**AUFGABE:** Wähle aus den folgenden Datensätzen jede Zeile aus, die das Wort „green“ enthält, und gib diese Zeilen unverändert wieder.

===== DATENSATZZEILEN

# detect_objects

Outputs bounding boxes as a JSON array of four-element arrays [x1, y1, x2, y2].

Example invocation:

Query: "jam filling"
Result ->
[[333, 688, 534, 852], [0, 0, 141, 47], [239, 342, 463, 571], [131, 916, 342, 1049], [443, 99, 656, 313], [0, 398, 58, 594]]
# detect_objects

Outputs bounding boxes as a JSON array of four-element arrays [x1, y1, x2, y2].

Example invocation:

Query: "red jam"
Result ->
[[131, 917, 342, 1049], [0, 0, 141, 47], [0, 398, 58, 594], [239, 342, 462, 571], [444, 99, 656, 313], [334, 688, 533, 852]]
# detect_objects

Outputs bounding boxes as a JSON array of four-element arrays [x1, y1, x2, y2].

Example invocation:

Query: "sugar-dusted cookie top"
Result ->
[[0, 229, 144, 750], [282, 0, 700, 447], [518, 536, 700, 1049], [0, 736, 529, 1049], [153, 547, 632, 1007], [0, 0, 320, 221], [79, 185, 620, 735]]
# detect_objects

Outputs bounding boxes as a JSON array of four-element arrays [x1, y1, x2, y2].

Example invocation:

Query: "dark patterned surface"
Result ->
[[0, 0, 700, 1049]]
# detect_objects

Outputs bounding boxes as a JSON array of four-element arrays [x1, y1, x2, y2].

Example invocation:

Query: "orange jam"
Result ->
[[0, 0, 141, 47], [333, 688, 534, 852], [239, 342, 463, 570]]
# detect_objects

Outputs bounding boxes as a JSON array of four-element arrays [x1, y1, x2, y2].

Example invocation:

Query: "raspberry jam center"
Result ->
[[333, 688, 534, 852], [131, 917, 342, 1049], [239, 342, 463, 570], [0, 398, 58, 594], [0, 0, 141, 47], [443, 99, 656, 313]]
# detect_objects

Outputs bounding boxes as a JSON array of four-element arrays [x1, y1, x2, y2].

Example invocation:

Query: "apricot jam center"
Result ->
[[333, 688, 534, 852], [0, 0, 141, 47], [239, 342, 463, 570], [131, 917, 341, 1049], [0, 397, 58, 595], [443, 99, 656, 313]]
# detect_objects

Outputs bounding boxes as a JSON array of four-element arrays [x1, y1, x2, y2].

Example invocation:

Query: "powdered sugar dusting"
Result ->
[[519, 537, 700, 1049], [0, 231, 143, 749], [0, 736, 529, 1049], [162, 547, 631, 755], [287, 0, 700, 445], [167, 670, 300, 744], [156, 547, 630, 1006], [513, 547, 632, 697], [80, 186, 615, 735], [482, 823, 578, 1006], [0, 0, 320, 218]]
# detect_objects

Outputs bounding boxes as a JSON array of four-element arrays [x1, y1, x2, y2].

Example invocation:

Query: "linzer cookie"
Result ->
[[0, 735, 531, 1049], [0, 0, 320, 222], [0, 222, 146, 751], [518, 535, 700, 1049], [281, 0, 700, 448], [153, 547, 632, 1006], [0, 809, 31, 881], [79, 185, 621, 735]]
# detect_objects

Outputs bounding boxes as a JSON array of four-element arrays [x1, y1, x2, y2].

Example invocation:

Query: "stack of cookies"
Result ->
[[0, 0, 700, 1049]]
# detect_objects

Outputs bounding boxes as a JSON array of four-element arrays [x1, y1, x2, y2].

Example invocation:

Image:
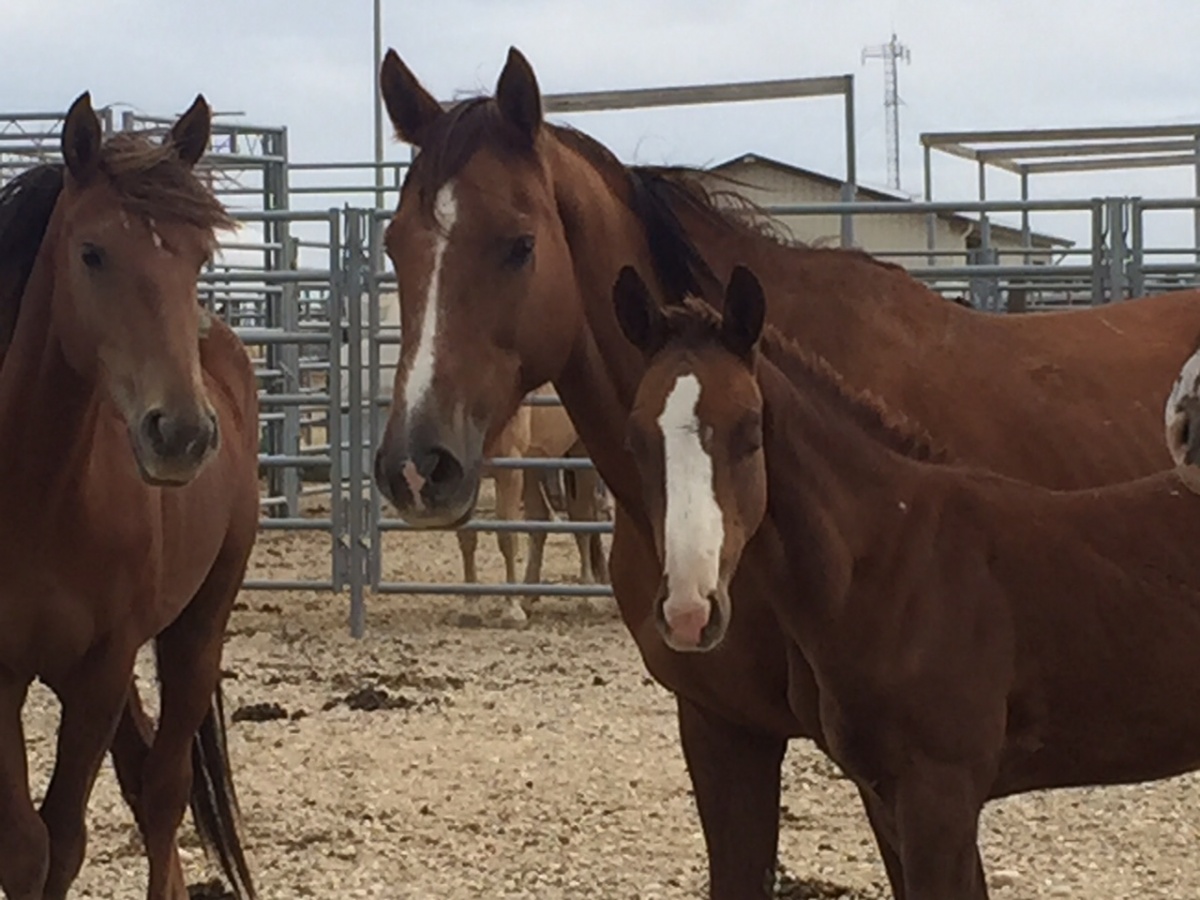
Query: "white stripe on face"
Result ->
[[659, 373, 725, 602], [1163, 350, 1200, 466], [404, 181, 458, 415]]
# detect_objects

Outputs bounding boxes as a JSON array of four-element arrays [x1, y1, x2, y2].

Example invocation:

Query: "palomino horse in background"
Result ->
[[1163, 340, 1200, 475], [455, 385, 608, 624], [0, 94, 258, 900], [614, 269, 1200, 900], [374, 50, 1200, 900], [348, 292, 611, 624]]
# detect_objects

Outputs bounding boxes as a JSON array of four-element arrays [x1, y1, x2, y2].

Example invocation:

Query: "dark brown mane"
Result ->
[[404, 96, 906, 302], [664, 298, 950, 462], [0, 164, 62, 331], [100, 131, 236, 236], [0, 132, 236, 349]]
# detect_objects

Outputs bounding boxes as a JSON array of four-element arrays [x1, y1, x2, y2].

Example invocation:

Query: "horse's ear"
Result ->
[[379, 49, 444, 146], [62, 91, 103, 185], [167, 94, 212, 167], [721, 265, 767, 359], [612, 265, 665, 355], [496, 47, 541, 144]]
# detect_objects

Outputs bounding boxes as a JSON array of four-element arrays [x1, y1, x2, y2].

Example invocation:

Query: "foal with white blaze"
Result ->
[[613, 266, 767, 650]]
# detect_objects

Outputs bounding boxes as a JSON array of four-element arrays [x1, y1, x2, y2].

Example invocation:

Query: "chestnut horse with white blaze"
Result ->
[[0, 94, 258, 900], [614, 269, 1200, 900], [374, 50, 1200, 900]]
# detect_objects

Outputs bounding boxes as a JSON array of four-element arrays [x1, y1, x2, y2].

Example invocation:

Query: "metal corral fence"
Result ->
[[7, 98, 1200, 635]]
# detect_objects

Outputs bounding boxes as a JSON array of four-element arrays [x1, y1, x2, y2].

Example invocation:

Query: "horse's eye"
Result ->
[[730, 413, 762, 460], [504, 234, 533, 269], [79, 244, 104, 269]]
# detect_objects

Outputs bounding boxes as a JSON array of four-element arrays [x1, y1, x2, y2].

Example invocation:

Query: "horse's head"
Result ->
[[1163, 349, 1200, 475], [52, 94, 230, 485], [613, 266, 767, 650], [376, 49, 585, 527]]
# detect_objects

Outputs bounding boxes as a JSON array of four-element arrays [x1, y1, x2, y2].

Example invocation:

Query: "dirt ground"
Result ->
[[16, 494, 1200, 900]]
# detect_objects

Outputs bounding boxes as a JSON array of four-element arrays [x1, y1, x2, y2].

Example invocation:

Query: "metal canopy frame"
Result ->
[[432, 74, 858, 246], [920, 122, 1200, 246]]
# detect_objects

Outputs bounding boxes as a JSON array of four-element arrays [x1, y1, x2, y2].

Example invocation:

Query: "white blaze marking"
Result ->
[[1163, 350, 1200, 466], [404, 182, 458, 424], [659, 373, 725, 607]]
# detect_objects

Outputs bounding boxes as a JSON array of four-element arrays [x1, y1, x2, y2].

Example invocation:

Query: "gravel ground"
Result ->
[[16, 489, 1200, 900]]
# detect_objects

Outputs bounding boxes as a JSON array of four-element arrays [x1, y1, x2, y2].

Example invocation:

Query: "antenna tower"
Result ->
[[863, 31, 911, 191]]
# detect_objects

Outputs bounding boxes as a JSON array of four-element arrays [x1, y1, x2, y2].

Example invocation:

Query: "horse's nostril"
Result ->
[[416, 446, 463, 485]]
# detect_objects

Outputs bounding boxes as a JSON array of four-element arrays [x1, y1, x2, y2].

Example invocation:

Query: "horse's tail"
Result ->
[[192, 684, 257, 900]]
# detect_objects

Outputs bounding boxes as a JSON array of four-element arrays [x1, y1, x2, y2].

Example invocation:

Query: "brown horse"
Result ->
[[376, 50, 1200, 900], [0, 94, 258, 900], [614, 269, 1200, 900]]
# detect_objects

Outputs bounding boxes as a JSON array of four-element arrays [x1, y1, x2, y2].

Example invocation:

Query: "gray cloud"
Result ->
[[9, 0, 1200, 247]]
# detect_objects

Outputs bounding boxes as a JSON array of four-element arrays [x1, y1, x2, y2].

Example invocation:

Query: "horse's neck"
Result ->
[[0, 238, 98, 509], [554, 149, 652, 515], [758, 360, 913, 592], [676, 206, 950, 372]]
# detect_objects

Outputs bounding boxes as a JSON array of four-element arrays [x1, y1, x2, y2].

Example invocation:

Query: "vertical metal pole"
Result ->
[[371, 0, 383, 209], [1021, 166, 1033, 265], [277, 229, 304, 517], [326, 209, 352, 592], [841, 74, 858, 247], [346, 209, 366, 637], [1092, 197, 1104, 306], [1192, 132, 1200, 263], [1105, 197, 1126, 304], [365, 214, 391, 588], [922, 142, 937, 268], [1129, 197, 1147, 296]]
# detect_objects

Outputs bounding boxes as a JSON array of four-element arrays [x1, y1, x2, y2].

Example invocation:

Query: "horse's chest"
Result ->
[[0, 513, 162, 674]]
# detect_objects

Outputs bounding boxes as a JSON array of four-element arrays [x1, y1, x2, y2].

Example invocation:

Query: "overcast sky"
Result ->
[[9, 0, 1200, 248]]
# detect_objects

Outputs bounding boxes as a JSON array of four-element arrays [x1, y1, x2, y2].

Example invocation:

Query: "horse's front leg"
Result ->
[[677, 696, 787, 900], [0, 674, 50, 900], [41, 643, 137, 900]]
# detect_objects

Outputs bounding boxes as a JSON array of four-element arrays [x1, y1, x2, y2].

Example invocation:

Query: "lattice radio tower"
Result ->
[[863, 31, 911, 191]]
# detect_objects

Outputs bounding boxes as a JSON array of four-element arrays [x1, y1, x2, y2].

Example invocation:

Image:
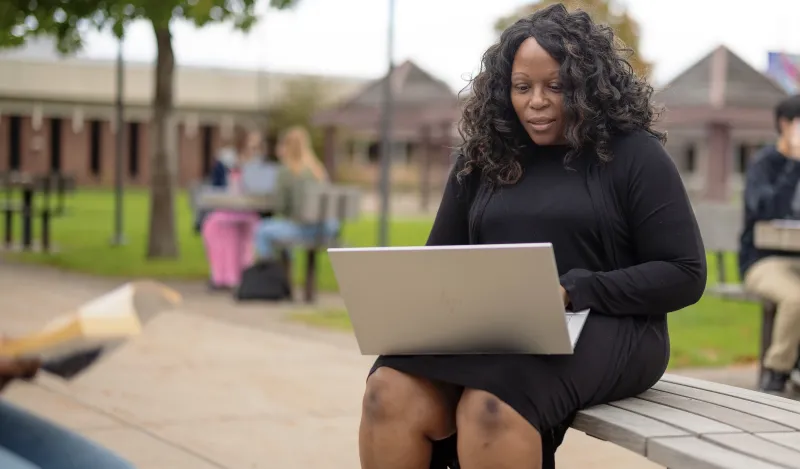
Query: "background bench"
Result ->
[[572, 375, 800, 469], [276, 184, 361, 303], [0, 172, 75, 252], [694, 203, 776, 386]]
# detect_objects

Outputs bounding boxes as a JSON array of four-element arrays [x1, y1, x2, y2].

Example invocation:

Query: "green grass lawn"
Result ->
[[6, 189, 760, 367], [0, 189, 431, 291]]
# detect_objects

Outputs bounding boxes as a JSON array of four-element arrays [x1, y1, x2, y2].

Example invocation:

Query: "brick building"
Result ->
[[0, 41, 365, 185]]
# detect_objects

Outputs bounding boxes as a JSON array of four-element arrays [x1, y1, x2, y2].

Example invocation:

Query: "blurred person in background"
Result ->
[[739, 95, 800, 393], [0, 354, 134, 469], [201, 131, 264, 290], [255, 127, 339, 262]]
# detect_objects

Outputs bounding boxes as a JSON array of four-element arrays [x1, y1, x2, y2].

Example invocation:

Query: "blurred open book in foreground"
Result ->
[[0, 281, 181, 378]]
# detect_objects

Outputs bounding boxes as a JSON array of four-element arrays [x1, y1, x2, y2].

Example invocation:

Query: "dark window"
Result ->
[[128, 122, 139, 178], [89, 120, 102, 176], [50, 117, 61, 173], [8, 116, 22, 171], [685, 143, 697, 173], [367, 143, 381, 163], [200, 125, 213, 177]]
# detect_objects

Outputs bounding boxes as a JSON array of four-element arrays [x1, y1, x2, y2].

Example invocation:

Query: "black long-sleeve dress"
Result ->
[[373, 131, 706, 466]]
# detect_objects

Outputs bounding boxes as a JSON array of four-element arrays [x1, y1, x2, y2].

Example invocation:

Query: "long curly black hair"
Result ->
[[458, 4, 666, 185]]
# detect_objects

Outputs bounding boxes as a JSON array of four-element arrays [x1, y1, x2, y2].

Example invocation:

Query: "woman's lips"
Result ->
[[528, 119, 556, 132]]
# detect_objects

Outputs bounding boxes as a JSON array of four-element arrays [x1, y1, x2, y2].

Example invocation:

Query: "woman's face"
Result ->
[[511, 38, 566, 145], [242, 132, 262, 158]]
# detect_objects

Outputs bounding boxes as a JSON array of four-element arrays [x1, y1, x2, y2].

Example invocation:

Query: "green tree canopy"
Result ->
[[494, 0, 652, 76]]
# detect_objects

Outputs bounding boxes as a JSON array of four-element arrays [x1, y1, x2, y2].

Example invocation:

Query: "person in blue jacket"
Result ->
[[739, 95, 800, 393]]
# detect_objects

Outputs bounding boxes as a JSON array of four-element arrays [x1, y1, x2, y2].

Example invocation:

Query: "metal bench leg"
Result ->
[[758, 301, 777, 386], [305, 249, 317, 303], [281, 249, 294, 300]]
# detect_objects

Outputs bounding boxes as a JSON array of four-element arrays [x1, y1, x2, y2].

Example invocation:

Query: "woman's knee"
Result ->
[[362, 367, 455, 440], [456, 389, 533, 437]]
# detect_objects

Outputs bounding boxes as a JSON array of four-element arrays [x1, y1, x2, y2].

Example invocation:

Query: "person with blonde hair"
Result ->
[[255, 126, 339, 261]]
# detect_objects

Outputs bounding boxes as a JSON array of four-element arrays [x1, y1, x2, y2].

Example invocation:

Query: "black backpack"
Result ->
[[234, 261, 292, 301]]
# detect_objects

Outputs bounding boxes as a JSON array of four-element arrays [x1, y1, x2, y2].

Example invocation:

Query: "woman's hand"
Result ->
[[0, 337, 42, 391]]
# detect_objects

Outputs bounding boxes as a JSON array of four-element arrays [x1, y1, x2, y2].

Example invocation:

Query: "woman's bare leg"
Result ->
[[456, 389, 542, 469], [358, 367, 457, 469]]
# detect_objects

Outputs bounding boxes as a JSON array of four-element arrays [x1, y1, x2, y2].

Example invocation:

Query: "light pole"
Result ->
[[111, 36, 125, 246], [378, 0, 395, 246]]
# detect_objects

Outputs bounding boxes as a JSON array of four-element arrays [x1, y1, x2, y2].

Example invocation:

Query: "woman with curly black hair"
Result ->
[[359, 5, 706, 469]]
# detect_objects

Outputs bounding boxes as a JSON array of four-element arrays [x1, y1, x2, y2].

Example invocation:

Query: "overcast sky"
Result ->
[[78, 0, 800, 89]]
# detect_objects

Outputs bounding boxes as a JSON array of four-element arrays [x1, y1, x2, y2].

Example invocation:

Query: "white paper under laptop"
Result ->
[[328, 243, 589, 355]]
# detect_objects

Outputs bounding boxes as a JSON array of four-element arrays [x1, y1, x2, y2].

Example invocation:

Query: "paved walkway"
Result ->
[[0, 261, 755, 469]]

==========

**SCHRIFTLICHE LÖSUNG:**
Query: "green grass lawn"
Query: "green tree canopy"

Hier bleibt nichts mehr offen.